REQUEST :: Copy out the stretch of data below from the line containing "Each instance of the thin" through the line containing "[(351, 222)]", both of those lines included, word for word and nothing else.

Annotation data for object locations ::
● ● ● ● ● ● ●
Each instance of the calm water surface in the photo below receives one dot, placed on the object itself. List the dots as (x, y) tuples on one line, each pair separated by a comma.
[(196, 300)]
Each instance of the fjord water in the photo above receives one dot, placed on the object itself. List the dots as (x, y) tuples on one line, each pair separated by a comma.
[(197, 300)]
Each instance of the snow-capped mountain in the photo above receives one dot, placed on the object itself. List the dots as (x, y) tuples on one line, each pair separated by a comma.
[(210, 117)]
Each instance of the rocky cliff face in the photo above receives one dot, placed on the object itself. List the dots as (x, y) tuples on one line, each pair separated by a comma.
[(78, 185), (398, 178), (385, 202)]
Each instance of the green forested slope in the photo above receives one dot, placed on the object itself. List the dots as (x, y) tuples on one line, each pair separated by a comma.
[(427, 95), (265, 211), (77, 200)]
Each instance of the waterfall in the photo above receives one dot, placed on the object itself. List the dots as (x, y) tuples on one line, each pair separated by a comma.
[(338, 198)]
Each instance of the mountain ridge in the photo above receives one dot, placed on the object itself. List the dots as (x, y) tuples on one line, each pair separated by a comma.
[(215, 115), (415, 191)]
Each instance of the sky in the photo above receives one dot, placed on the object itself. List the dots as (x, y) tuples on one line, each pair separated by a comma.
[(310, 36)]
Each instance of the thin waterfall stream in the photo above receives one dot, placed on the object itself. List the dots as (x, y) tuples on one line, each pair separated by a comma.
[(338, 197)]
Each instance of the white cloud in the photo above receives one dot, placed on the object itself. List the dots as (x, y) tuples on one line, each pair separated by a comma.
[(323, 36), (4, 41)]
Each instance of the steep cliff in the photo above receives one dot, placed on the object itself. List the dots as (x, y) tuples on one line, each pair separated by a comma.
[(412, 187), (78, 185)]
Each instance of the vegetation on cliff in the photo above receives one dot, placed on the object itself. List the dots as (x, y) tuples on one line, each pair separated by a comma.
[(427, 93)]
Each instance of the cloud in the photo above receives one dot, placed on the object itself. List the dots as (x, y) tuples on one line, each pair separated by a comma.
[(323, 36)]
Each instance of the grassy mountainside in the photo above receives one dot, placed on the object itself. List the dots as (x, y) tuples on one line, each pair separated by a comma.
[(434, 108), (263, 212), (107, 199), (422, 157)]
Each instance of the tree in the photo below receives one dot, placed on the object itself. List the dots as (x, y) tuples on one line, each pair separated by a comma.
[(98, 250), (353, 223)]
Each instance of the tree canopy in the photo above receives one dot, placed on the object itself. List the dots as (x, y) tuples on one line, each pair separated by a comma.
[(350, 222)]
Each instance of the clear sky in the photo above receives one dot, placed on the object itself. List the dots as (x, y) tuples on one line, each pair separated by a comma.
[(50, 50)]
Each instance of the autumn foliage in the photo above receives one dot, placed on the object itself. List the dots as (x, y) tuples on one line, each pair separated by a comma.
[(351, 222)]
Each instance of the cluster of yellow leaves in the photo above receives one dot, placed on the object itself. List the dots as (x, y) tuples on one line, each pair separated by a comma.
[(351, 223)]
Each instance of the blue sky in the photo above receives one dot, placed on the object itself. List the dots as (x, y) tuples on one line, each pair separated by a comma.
● ● ● ● ● ● ●
SOLUTION TO THIS PROBLEM ::
Each instance of the thin waterfall stream in the photo above receives one dot, placed on the object itself. List the dots as (x, y) tuples on one line, each pair separated by a comma.
[(338, 197)]
Each instance of the white cloud in the photo above receives one dot, placed on the object itself. List the dots as (x, y) tuples on one line, each pair separated by a comma.
[(323, 36), (4, 41)]
Each instance of the steep cliff in the photo above receives one dot, placed on the object itself. List the dots as (x, y) tuples on one line, each pair separated by a comma.
[(412, 187), (78, 185)]
Each instance of the vegetation on cliff in the photo above receives one dot, placed on the object itself. List the dots as (x, y) tuples on one line, each pair separated by a comma.
[(427, 93)]
Each instance of the cloud in the photo above receives one dot, placed on the object itself. List the dots as (x, y) tuples on one line, each pair separated by a comma.
[(323, 36)]
Each instance of the grassy mountainside in the photo above receives one dot, placed on the object itself. List the dots as (x, y) tuples on one line, each pair separated by a comma.
[(434, 108), (263, 212), (107, 199), (422, 157)]
Each instance of the tree in the photo below receives one dot, placed on the object itself. List the dots as (x, y) tuples on one line, each pair separated by a comma.
[(98, 250), (353, 223)]
Each instance of the tree canopy in the photo above receives one dot, placed on the object itself. List the dots as (x, y) tuples on one line, each pair separated by a comma.
[(350, 222)]
Each instance of the clear sky in the photo above receives one dot, placed on the object itself. List the dots as (x, y) tuples on one line, each pair separated by a comma.
[(50, 50)]
Each instance of the autumn foliage in the photo above receives one dot, placed on the object itself. List the dots as (x, y) tuples on one line, each pair separated by a comma.
[(351, 222)]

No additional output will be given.